(Coordinate labeling data)
━━━━━━━━━━━━━━━━━━━━━━━━━━━━━━

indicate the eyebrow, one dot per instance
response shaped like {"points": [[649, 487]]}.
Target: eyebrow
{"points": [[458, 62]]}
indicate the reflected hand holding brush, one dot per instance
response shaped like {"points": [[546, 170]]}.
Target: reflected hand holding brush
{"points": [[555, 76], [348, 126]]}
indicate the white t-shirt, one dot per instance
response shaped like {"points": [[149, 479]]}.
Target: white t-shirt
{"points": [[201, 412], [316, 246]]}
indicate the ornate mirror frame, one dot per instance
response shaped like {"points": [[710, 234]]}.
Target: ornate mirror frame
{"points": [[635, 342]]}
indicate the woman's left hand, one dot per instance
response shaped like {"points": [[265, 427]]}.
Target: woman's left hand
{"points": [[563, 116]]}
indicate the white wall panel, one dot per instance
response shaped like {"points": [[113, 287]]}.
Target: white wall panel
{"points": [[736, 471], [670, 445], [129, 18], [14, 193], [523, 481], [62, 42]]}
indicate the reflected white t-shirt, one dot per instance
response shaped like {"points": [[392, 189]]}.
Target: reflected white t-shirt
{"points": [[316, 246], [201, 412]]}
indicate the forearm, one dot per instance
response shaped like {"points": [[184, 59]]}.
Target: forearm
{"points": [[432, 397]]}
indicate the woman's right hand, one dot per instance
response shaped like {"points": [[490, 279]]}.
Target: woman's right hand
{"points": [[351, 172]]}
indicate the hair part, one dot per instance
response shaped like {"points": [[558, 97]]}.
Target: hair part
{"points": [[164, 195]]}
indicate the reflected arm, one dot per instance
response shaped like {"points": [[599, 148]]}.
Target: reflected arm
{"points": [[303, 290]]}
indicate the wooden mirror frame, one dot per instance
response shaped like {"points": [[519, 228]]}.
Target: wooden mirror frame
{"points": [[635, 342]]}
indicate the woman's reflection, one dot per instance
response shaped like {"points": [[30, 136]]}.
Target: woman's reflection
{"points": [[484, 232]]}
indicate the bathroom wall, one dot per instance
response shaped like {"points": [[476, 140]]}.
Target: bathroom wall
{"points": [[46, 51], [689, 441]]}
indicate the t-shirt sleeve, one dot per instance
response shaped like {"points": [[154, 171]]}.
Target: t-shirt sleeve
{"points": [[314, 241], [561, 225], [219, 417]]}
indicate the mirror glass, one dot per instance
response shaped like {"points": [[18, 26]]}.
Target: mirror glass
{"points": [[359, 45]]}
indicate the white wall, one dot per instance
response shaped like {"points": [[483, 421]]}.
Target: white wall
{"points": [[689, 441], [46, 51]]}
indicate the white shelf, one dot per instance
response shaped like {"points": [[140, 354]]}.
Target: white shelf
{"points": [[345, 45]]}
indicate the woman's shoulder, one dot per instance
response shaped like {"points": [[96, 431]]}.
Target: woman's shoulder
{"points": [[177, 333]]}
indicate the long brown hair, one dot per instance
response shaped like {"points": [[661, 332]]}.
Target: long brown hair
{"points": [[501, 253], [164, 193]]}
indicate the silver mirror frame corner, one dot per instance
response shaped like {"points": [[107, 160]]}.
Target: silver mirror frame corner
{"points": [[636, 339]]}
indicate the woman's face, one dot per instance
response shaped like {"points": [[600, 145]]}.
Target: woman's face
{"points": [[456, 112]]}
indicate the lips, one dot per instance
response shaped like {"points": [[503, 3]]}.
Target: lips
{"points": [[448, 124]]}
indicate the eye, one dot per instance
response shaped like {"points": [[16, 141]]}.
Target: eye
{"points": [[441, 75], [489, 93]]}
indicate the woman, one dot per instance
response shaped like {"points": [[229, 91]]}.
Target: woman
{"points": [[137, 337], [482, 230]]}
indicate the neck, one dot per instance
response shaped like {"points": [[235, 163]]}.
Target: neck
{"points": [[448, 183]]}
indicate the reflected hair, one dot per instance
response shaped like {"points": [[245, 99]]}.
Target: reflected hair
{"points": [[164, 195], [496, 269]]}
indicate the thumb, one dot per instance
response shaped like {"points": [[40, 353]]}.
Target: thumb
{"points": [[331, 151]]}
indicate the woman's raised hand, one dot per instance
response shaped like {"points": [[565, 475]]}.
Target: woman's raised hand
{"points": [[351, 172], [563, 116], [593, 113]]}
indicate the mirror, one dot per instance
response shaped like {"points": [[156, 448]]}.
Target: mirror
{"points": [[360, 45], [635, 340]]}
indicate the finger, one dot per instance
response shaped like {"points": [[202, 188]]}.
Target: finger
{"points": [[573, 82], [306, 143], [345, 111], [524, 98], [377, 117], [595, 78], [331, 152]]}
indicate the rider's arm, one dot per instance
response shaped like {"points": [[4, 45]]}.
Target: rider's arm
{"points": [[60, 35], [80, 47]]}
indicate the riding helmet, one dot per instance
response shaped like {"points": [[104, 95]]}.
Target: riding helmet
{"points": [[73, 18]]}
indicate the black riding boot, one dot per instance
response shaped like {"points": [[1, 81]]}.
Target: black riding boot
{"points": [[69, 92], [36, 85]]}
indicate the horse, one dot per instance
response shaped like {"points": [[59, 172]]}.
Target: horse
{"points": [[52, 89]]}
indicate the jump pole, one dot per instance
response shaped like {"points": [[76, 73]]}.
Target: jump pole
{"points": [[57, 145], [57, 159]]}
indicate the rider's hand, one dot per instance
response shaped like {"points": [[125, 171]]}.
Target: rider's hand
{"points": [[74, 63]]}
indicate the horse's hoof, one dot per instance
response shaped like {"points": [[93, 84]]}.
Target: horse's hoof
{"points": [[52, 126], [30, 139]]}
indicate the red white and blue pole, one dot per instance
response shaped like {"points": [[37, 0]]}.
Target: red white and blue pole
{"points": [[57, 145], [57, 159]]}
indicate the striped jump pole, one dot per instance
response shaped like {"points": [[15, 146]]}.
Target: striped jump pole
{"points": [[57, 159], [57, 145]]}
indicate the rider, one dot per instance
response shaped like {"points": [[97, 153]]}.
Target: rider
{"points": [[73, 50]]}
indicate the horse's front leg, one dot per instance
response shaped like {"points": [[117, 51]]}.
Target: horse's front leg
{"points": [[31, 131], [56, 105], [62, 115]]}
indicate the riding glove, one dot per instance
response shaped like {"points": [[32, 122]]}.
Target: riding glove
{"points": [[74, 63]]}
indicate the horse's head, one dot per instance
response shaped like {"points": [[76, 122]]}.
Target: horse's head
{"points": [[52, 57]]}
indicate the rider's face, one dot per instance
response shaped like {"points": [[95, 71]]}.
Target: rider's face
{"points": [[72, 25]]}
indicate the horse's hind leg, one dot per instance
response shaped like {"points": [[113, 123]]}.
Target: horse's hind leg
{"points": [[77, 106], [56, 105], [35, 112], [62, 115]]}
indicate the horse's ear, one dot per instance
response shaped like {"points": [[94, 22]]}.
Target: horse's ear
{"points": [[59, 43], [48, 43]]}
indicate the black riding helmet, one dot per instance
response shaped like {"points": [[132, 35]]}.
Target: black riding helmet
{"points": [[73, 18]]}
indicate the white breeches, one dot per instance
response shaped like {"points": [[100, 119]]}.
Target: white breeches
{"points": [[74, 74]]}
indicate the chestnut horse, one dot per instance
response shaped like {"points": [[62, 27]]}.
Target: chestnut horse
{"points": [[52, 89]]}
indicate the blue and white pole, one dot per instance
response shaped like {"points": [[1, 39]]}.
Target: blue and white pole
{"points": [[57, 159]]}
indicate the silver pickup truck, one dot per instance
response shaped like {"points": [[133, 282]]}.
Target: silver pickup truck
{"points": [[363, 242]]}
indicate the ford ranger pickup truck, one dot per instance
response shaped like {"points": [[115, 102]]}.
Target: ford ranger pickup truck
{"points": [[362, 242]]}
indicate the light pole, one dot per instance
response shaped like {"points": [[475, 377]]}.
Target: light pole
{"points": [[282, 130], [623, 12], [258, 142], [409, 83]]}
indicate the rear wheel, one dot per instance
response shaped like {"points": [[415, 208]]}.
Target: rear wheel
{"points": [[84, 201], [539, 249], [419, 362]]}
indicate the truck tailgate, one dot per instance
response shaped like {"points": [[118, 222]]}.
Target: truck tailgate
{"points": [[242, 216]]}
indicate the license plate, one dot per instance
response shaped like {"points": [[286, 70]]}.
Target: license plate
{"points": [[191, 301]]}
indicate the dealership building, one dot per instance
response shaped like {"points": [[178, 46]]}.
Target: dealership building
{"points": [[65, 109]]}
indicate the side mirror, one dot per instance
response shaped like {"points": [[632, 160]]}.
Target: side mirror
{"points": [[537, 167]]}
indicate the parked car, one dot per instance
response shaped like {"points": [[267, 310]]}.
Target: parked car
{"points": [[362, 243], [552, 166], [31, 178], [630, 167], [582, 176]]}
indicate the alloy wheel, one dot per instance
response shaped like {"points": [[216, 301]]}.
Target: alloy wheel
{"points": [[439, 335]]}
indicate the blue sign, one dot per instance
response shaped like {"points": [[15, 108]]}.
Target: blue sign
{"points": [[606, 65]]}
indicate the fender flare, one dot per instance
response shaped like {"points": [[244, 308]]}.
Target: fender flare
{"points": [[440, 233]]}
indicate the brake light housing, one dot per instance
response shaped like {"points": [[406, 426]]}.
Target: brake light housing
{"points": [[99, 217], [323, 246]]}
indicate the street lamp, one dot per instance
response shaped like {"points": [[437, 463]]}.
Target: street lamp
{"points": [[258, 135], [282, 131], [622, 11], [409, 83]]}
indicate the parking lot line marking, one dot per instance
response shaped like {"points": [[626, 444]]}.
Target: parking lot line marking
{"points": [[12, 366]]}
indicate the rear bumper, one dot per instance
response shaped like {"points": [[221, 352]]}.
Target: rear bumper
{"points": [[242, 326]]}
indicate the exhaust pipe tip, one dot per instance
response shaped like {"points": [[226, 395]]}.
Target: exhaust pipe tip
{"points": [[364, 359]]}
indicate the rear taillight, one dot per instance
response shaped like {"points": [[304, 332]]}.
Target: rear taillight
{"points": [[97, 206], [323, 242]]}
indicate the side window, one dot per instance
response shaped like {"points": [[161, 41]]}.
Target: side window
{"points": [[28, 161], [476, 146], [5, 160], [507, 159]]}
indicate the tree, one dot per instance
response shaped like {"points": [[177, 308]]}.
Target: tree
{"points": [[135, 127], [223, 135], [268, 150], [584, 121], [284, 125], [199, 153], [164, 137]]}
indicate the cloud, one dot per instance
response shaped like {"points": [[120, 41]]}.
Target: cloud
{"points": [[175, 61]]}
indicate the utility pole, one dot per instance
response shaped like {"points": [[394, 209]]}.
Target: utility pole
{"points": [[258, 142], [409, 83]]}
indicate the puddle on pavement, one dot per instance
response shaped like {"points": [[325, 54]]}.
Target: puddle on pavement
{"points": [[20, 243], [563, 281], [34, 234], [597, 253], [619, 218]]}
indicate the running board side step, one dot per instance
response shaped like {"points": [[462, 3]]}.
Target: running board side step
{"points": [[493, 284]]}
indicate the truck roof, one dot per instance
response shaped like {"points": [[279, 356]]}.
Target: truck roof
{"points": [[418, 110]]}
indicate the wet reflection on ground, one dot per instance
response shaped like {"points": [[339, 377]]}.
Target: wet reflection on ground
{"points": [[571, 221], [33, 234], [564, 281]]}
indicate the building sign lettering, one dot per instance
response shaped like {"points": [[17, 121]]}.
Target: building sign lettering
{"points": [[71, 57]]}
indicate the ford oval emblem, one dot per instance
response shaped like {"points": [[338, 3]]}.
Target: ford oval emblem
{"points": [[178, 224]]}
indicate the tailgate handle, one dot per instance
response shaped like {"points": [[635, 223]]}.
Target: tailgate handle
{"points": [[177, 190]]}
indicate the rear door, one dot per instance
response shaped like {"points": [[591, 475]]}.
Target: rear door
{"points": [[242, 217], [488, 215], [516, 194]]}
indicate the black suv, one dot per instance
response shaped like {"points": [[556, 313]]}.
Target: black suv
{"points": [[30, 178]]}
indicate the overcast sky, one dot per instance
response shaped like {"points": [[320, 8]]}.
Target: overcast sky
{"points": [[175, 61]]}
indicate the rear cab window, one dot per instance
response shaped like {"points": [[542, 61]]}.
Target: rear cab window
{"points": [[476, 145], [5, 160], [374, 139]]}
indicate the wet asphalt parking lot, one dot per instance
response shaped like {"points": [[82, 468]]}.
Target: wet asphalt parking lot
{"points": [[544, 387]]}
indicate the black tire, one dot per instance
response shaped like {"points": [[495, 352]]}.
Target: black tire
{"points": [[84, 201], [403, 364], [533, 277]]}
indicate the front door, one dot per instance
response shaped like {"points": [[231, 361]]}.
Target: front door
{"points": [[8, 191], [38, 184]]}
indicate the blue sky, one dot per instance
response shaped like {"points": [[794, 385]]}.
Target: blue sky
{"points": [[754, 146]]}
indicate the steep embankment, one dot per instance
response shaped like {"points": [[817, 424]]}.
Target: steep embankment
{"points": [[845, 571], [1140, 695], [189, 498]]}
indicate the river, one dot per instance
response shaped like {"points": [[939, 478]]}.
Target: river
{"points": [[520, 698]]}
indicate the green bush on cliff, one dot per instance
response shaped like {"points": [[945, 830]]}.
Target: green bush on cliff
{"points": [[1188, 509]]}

━━━━━━━━━━━━━━━━━━━━━━━━━━━━━━

> [PROBLEM DESCRIPTION] Repeat, with no changes, each line from the one with "indicate the overcast" to the end of the listing, including both ends and nothing else.

> [ANSWER TO THIS PROBLEM]
indicate the overcast sky, one dot per instance
response shaped like {"points": [[320, 8]]}.
Target: overcast sky
{"points": [[175, 61]]}
indicate the rear cab window, one dot per instance
response shaped like {"points": [[542, 61]]}.
Target: rear cab window
{"points": [[476, 145], [5, 160], [374, 139]]}
indicate the wet asphalt parking lot, one dot per instance
response shaped like {"points": [[82, 468]]}.
Target: wet asphalt parking lot
{"points": [[544, 387]]}
indicate the black tire, one dot per instance
response shaped like {"points": [[495, 352]]}.
Target: black tire
{"points": [[84, 201], [403, 364], [533, 277]]}
indicate the front door, one dot per instance
response shaped like {"points": [[231, 361]]}.
Target: front door
{"points": [[8, 191], [38, 184]]}
indicate the blue sky, one dot per instance
response shaped like {"points": [[794, 385]]}.
Target: blue sky
{"points": [[754, 146]]}
indicate the steep embankment, one dot per instance
response shaped like {"points": [[817, 424]]}.
Target: steep embankment
{"points": [[845, 571], [1140, 695], [189, 498]]}
indicate the river, one dot per instance
response shaped like {"points": [[939, 478]]}.
Target: river
{"points": [[520, 698]]}
indicate the green bush on cliff, one dot per instance
response shaped like {"points": [[945, 830]]}.
Target: green bush on cliff
{"points": [[1188, 509]]}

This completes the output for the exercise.